» **Task requirements**: Here are some entries. Repeat all of them exactly.

[Records shown — start]

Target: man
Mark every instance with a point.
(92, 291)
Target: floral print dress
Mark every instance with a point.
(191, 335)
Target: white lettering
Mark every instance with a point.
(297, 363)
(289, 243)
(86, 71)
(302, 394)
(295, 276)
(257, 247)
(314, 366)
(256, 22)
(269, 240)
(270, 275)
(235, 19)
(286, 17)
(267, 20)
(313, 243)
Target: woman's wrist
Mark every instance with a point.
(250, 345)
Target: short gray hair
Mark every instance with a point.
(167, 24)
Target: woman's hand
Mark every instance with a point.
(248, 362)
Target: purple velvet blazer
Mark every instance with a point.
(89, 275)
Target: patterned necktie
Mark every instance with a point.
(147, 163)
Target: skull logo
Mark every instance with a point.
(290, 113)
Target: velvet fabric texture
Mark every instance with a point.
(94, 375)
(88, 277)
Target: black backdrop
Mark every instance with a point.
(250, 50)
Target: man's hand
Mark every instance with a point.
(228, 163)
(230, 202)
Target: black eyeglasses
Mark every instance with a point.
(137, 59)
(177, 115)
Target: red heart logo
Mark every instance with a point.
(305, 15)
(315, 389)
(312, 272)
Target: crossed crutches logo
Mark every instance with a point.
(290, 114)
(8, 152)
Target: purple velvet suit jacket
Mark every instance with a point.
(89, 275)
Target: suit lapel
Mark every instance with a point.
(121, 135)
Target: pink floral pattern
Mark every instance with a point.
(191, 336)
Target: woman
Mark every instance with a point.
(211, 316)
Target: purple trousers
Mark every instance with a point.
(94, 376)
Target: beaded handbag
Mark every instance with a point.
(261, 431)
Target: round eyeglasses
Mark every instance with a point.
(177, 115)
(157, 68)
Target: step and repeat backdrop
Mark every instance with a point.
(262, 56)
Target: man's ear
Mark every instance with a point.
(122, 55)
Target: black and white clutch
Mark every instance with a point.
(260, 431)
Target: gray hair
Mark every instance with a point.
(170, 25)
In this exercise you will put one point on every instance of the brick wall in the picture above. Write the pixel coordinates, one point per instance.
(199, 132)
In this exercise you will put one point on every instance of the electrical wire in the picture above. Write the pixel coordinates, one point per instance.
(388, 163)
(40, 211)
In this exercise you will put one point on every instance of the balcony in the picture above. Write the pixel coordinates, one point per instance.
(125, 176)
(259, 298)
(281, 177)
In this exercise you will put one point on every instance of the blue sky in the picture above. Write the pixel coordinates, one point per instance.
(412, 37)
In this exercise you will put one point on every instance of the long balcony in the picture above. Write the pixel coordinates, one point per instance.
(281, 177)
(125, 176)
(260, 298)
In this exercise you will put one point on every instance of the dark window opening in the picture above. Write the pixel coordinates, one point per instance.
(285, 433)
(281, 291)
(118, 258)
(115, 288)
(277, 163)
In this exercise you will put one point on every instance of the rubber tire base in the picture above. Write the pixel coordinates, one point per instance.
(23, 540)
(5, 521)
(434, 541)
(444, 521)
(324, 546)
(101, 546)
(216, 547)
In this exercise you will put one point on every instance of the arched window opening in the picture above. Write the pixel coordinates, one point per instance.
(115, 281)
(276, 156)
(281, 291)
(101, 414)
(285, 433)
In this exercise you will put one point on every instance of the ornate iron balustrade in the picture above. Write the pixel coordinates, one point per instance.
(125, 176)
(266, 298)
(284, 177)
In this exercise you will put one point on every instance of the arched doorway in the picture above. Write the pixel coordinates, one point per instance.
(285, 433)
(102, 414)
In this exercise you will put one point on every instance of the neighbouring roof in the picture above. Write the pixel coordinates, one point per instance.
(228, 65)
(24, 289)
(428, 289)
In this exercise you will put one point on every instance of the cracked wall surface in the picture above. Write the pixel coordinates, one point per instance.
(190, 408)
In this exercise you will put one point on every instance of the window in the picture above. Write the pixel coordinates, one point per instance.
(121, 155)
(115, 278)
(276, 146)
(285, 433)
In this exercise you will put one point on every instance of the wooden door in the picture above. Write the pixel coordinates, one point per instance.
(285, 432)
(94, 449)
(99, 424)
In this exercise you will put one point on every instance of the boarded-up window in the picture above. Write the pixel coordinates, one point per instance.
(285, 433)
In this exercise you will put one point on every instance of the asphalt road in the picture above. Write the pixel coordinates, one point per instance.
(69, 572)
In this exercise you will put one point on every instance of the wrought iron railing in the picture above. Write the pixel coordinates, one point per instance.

[Records shown — finish]

» **Completed exercise**:
Target: man
Mark every instance with a point.
(92, 291)
Target: floral print dress
Mark every instance with a point.
(191, 335)
Target: white lettering
Mark every instance with a point.
(297, 363)
(289, 243)
(86, 71)
(302, 394)
(295, 276)
(257, 247)
(314, 366)
(256, 22)
(269, 240)
(270, 275)
(235, 19)
(286, 17)
(267, 20)
(313, 243)
Target: woman's wrist
Mark every instance with a point.
(250, 345)
Target: short gray hair
Mark every instance with a point.
(167, 24)
Target: woman's hand
Mark every instance with a point.
(248, 362)
Target: purple velvet blazer
Mark every instance with a point.
(89, 275)
Target: patterned necktie
Mark every instance with a point.
(147, 163)
Target: skull logo
Mark every instance with a point.
(290, 113)
Target: velvet fabric texture
Mark every instance with a point.
(94, 375)
(88, 277)
Target: black backdrop
Mark every instance with a point.
(250, 50)
Target: man's hand
Mark every instance with a point.
(228, 163)
(230, 202)
Target: black eyeglasses
Mark every instance with a point.
(137, 59)
(177, 115)
Target: red heart logo
Mark every instance with a point.
(305, 15)
(315, 389)
(312, 272)
Target: crossed crutches logo
Mark every instance with a point.
(290, 114)
(8, 152)
Target: purple velvet suit jacket
Mark every instance with a point.
(89, 275)
Target: suit lapel
Mark every instance with a point.
(121, 135)
Target: pink floral pattern
Mark every instance with a point.
(191, 336)
Target: woman
Mark every instance with a point.
(211, 316)
Target: purple trousers
Mark every instance with a point.
(94, 376)
Target: beaded handbag
Mark every instance with a point.
(261, 431)
Target: round eyeglasses
Mark every instance with a point.
(177, 115)
(157, 68)
Target: step and repeat backdrop
Mark every instance with a point.
(262, 56)
Target: man's ear
Mark every instance with a point.
(122, 55)
Target: black and white clutch
Mark every instance with a point.
(260, 431)
Target: gray hair
Mark every instance with a point.
(170, 25)
In this exercise you will put one point on every instance of the brick wall in the picture above. Write the pixel coordinates, one point per instance.
(199, 132)
In this exercise you will put one point on every instance of the electrical wire in the picture above. Write the pixel coordinates, one point per instance.
(388, 163)
(40, 211)
In this exercise you will put one point on every instance of the balcony in the picture above. Write the pixel coordinates, one point per instance.
(125, 176)
(259, 298)
(281, 177)
In this exercise you will put one point on every instance of the blue sky in the picture above. Write the pixel coordinates, one point per instance.
(412, 37)
In this exercise you will put one point on every instance of the long balcony in the picture above. Write the pixel coordinates, one point per instance.
(281, 177)
(125, 176)
(260, 298)
In this exercise you will put one point on every instance of the dark window opening in the picture above. Write the pixel coordinates, one point per instance.
(285, 433)
(281, 291)
(118, 258)
(115, 288)
(277, 163)
In this exercise you will put one point on every instance of the rubber tire base in the picture above. Write the pixel coordinates, one point per instance.
(23, 540)
(5, 521)
(434, 541)
(444, 521)
(324, 546)
(101, 546)
(216, 547)
In this exercise you will put one point on every instance of the arched window opening in the picture above. Write the pixel coordinates, one point per instance.
(115, 281)
(276, 156)
(281, 291)
(101, 414)
(285, 433)
In this exercise you will put one point on every instance of the ornate iron balustrade in the picture above. Write the pixel coordinates, one point per instance.
(125, 176)
(266, 298)
(284, 177)
In this exercise you will put one point on every instance of the arched doorway in the picture above. Write the pixel coordinates, one point per instance.
(285, 433)
(102, 414)
In this exercise you will put one point on every instance of the neighbouring roof in the picture above. Write the pixel coordinates, one point per instance.
(228, 65)
(24, 289)
(428, 289)
In this exercise you will put one point on every instance of the cracked wall surface in the picture above. Write the pixel coordinates, one point per instance.
(190, 408)
In this exercise you will put one point on every instance of the window in the picture above. Write the pixel coordinates, one point per instance.
(121, 155)
(115, 278)
(276, 146)
(285, 433)
In this exercise you will put one point on every instance of the wooden door in the picture above. Write the pixel coordinates, one point per instance.
(285, 432)
(94, 449)
(99, 424)
In this exercise you will put one point on every instance of the boarded-up window in the picture above. Write the pixel coordinates, one point per instance.
(285, 433)
In this exercise you will put one point on every instance of the asphalt road in the picture above. Write the pixel coordinates, one point per instance.
(69, 572)
In this exercise you will put one point on every instance of the wrought iron railing in the picture above. Write the pixel coordinates, one point per instance.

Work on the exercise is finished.